Document section

========================

Basic async primary-secondary stepping

Open ivanpauno opened this issue 3 years ago • 16 comments

First step towards https://github.com/ignitionrobotics/ign-gazebo/issues/468.

TODOs:

Add a field in the message the primary send to secondaries that indicates how many steps the secondary can move forward. If that number is 1, the behavior will be exactly the same as before the PR.
Real time is only being updated by the primary, secondaries are only asynchronously updating the simulated time/iteration number.

Notes on how the case where performers are interacting will be handled (not implemented in this PR), based on a previous discussion with @mjcarroll:

Performers are far apart -> secondaries can make steps asynchronously
Performers are seeing each other -> need perfect lockstep. We could also first run the preUpdate/Update phase, sync secondaries state and then run the postUpdate phase. I'm not sure if that's worth it or not.
Performers interacting each other -> physics should be reallocated to same secondary. We would need to: run preUpdate phase, sync secondaries state, run Update phase (physics), sync secondaries state, run postUpdate phase (all in a perfect lockstep fashion).

========================

Exercise instructions
• a. According to the notes in the async stepping issue, what determines whether secondaries can step asynchronously or must run in perfect lockstep?
• b. Pick out each line of the entries that includes the word "blurred".

========================

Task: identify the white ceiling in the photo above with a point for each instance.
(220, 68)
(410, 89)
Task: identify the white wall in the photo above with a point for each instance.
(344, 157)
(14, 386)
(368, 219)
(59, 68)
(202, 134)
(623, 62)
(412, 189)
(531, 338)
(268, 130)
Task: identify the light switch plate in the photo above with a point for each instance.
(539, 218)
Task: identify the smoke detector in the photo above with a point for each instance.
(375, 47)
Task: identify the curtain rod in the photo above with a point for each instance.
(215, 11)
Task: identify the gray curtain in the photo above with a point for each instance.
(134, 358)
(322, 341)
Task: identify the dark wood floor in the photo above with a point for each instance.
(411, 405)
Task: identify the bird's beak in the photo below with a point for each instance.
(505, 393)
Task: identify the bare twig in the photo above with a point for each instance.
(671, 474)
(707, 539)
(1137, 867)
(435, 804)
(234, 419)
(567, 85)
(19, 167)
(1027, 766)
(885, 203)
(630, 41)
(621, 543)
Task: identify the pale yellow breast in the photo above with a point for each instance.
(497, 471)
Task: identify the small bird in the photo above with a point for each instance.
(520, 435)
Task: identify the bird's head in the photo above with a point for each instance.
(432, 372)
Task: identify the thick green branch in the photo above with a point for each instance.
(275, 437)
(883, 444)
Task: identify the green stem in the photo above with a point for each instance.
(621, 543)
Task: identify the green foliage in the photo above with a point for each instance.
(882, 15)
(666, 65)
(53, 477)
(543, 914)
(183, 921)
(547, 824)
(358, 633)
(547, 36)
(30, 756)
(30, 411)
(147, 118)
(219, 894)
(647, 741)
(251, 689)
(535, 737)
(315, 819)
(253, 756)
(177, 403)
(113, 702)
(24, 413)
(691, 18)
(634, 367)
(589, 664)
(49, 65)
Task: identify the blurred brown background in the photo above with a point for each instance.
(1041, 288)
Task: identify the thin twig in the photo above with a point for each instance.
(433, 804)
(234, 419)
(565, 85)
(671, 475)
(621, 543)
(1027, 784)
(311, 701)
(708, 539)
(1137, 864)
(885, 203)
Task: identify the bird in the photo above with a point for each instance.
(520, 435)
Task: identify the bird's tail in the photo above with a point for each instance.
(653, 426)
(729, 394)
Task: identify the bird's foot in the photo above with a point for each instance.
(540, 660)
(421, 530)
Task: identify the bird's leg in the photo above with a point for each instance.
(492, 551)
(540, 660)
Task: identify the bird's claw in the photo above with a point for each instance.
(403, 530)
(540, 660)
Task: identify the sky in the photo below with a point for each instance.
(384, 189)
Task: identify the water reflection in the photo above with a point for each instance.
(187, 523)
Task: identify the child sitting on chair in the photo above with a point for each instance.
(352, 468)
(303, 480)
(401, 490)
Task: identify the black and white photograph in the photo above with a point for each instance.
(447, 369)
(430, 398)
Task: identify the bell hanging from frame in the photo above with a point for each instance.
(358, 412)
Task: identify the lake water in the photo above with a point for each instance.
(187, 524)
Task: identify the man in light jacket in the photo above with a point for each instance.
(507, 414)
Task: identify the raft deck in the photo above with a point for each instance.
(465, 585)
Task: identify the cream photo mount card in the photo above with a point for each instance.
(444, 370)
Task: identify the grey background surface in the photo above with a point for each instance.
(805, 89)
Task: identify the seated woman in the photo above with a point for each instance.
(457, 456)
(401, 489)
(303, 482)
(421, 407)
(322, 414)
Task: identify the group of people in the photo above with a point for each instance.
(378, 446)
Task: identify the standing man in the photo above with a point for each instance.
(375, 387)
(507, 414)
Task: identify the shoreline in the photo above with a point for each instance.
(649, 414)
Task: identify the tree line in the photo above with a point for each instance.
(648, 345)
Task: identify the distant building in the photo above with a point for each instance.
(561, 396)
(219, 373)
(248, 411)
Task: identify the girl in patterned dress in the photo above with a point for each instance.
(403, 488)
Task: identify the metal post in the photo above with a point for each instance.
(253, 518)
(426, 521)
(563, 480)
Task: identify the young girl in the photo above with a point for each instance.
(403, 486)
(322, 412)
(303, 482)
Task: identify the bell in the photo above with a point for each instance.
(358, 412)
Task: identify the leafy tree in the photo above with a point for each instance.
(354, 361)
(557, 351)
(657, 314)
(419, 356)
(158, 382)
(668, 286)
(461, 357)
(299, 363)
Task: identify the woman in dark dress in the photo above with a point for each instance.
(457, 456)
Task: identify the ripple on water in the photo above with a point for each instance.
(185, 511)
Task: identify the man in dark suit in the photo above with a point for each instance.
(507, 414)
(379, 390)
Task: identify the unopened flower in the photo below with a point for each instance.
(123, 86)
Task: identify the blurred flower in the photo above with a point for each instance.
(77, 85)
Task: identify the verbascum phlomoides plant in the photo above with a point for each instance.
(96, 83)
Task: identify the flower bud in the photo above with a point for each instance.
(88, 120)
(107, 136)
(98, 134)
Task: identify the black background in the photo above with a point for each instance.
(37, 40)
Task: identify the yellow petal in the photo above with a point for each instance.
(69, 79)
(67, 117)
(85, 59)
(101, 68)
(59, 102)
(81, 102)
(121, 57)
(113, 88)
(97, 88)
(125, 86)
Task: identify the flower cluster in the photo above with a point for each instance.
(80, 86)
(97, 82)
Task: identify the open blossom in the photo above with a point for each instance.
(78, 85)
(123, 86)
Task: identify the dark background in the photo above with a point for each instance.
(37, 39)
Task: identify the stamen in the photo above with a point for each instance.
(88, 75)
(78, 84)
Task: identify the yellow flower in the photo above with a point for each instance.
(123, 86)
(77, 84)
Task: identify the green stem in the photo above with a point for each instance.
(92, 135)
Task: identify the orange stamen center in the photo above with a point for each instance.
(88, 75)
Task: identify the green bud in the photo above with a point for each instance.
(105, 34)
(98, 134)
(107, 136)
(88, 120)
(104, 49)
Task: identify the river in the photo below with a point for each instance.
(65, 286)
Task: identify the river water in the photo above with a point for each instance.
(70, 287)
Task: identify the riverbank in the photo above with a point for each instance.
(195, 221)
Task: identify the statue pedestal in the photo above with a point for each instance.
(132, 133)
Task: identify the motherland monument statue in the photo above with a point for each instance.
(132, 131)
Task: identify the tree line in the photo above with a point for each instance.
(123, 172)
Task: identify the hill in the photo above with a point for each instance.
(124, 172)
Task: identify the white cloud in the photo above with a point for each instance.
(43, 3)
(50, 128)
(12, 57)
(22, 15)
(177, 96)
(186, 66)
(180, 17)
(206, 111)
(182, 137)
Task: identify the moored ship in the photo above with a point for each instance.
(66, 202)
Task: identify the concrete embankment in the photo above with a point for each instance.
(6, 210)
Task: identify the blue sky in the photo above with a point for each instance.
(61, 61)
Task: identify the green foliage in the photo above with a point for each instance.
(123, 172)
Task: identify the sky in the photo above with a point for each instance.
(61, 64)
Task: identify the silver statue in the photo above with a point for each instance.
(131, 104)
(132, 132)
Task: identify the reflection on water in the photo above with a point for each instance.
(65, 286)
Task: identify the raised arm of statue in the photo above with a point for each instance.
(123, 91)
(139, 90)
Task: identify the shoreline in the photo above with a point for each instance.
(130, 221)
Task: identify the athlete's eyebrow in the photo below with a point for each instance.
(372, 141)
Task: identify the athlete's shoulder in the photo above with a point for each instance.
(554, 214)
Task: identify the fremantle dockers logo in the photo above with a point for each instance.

========================

Results for the exercise
• a. Secondaries can step asynchronously when performers are far apart. Perfect lockstep is needed when performers are seeing each other. When performers interact, physics should move to the same secondary, and the preUpdate, Update, and postUpdate phases should run in perfect lockstep, with secondaries' state synced between phases.

• b.
Task: identify the blurred brown background in the photo above with a point for each instance.
Task: identify the blurred flower in the photo above with a point for each instance.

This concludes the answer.